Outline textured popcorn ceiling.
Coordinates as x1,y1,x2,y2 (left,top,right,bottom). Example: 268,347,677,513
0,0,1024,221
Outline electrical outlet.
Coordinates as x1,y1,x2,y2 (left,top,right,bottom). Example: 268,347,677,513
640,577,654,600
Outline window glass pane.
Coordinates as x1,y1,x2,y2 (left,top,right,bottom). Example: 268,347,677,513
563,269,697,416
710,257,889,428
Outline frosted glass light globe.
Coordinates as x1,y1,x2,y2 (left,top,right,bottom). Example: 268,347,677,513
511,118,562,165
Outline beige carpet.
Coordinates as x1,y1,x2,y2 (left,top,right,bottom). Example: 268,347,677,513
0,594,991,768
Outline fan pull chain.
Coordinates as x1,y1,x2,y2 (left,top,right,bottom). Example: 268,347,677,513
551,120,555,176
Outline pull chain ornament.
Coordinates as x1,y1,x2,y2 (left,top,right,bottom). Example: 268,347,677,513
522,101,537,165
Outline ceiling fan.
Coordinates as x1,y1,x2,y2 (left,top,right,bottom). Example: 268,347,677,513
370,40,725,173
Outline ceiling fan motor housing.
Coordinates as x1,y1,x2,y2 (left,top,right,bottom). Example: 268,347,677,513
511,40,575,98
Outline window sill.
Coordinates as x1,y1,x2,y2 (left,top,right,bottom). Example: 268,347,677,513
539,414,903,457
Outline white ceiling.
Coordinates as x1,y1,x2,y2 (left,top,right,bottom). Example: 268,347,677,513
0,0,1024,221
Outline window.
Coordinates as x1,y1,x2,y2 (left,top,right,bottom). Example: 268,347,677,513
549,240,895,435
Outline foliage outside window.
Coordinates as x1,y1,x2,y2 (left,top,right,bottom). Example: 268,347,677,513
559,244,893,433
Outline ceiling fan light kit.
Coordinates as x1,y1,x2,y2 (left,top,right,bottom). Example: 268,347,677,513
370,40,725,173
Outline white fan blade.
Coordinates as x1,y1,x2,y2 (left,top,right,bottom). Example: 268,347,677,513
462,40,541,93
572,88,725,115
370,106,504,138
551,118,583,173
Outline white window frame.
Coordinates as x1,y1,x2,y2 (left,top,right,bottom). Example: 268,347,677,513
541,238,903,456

# ЧТО ТРЕБУЕТСЯ
Выведите весь приведённый выше материал, повторив каждую его строку без изменений.

# ОТВЕТ К ЗАДАНИЮ
Outline textured popcorn ceiling.
Coordinates as x1,y1,x2,y2 (left,top,right,bottom). Example: 268,347,677,513
0,0,1024,221
Outline electrical outlet.
Coordinates as x1,y1,x2,y2 (left,top,right,bottom). Example: 268,347,677,513
640,577,654,600
Outline window glass pane.
Coordinates as x1,y1,x2,y2 (left,top,right,bottom). Example: 268,347,677,513
563,269,697,416
710,257,889,428
Outline frosted glass light globe.
Coordinates as x1,y1,x2,y2 (left,top,right,bottom). Example: 268,347,677,513
511,118,562,165
Outline beige carpet.
Coordinates as x1,y1,x2,y2 (left,top,right,bottom). Example: 268,347,677,513
0,594,991,768
Outline fan pull chain.
Coordinates as x1,y1,x2,y2 (left,top,right,bottom). Example: 268,347,677,513
551,120,555,176
Outline pull chain ornament.
Coordinates as x1,y1,x2,y2 (left,top,right,bottom). Example: 268,347,677,513
522,101,537,165
Outline ceiling fan.
Coordinates as x1,y1,x2,y2 (left,top,right,bottom). Example: 268,347,677,513
370,40,725,173
Outline ceiling fan motor housing.
Coordinates as x1,y1,x2,y2 (left,top,right,bottom). Example: 268,347,677,513
511,40,575,98
Outline window sill.
Coordinates as x1,y1,x2,y2 (left,top,right,bottom). Example: 268,347,677,513
539,414,903,457
Outline white ceiling.
Coordinates as x1,y1,x2,y2 (left,top,right,bottom). Example: 268,347,677,513
0,0,1024,221
Outline window.
Coordinates as x1,y1,x2,y2 (left,top,right,bottom). Example: 268,347,677,513
549,240,895,435
Outline foliage outside window.
Coordinates as x1,y1,x2,y2 (left,top,right,bottom). Example: 268,347,677,513
559,244,893,433
Outline ceiling fan light kit.
Coordinates as x1,y1,x2,y2 (left,top,right,bottom). Example: 268,347,677,513
370,40,725,173
Outline white fan blade.
Coordinates as x1,y1,x2,y2 (left,top,right,bottom). Example: 268,347,677,513
462,40,541,93
572,88,725,115
370,106,504,138
551,118,583,173
Outline white window frame.
Coordinates as x1,y1,x2,y2 (left,top,right,bottom). Example: 268,347,677,513
541,238,903,456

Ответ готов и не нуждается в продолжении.